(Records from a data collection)

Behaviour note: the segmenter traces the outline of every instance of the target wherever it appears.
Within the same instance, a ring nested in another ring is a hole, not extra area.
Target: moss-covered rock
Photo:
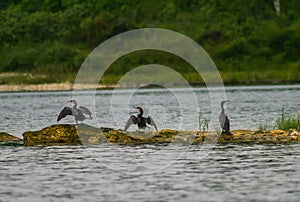
[[[197,132],[194,132],[195,134]],[[77,145],[77,144],[146,144],[190,142],[195,139],[191,132],[161,130],[158,133],[125,132],[111,128],[95,128],[81,125],[52,125],[39,131],[23,133],[24,145]],[[199,139],[200,140],[200,139]],[[198,141],[199,142],[199,141]]]
[[[281,143],[300,141],[295,130],[251,131],[234,130],[232,136],[215,132],[176,131],[164,129],[155,133],[125,132],[112,128],[89,125],[52,125],[40,131],[25,132],[24,145],[76,145],[76,144],[152,144],[152,143]]]
[[[52,125],[39,131],[23,133],[25,146],[55,145],[55,144],[81,144],[74,125]]]
[[[13,141],[22,141],[22,139],[20,139],[16,136],[10,135],[8,133],[5,133],[5,132],[0,132],[0,143],[13,142]]]

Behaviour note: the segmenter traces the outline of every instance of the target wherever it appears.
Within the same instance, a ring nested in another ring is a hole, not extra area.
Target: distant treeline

Your objective: Write out each record exactly as shown, but not its pictures.

Exercise response:
Behaviour note: the segmenter traces the outline of every instance of the target wherever it appears.
Within the same instance, a ring nested in another ring is a hole, not extra area.
Target: moss-covered rock
Photo:
[[[197,132],[194,132],[195,134]],[[77,145],[77,144],[146,144],[190,142],[195,139],[191,132],[161,130],[158,133],[125,132],[111,128],[95,128],[81,125],[52,125],[39,131],[23,133],[24,145]],[[199,139],[200,140],[200,139]],[[198,141],[199,142],[199,141]]]
[[[281,143],[300,141],[295,130],[251,131],[234,130],[232,136],[215,132],[176,131],[164,129],[155,133],[125,132],[112,128],[89,125],[52,125],[40,131],[25,132],[24,145],[76,145],[76,144],[152,144],[152,143]]]
[[[52,125],[39,131],[23,133],[25,146],[55,145],[55,144],[81,144],[74,125]]]
[[[13,141],[22,141],[22,139],[20,139],[16,136],[10,135],[8,133],[5,133],[5,132],[0,132],[0,143],[13,142]]]

Behaviour note: the segmenter traces the outline of every instance of the target wherever it appears.
Within the same instance, a ring nested in another ring is a hole, not extra area.
Target: distant treeline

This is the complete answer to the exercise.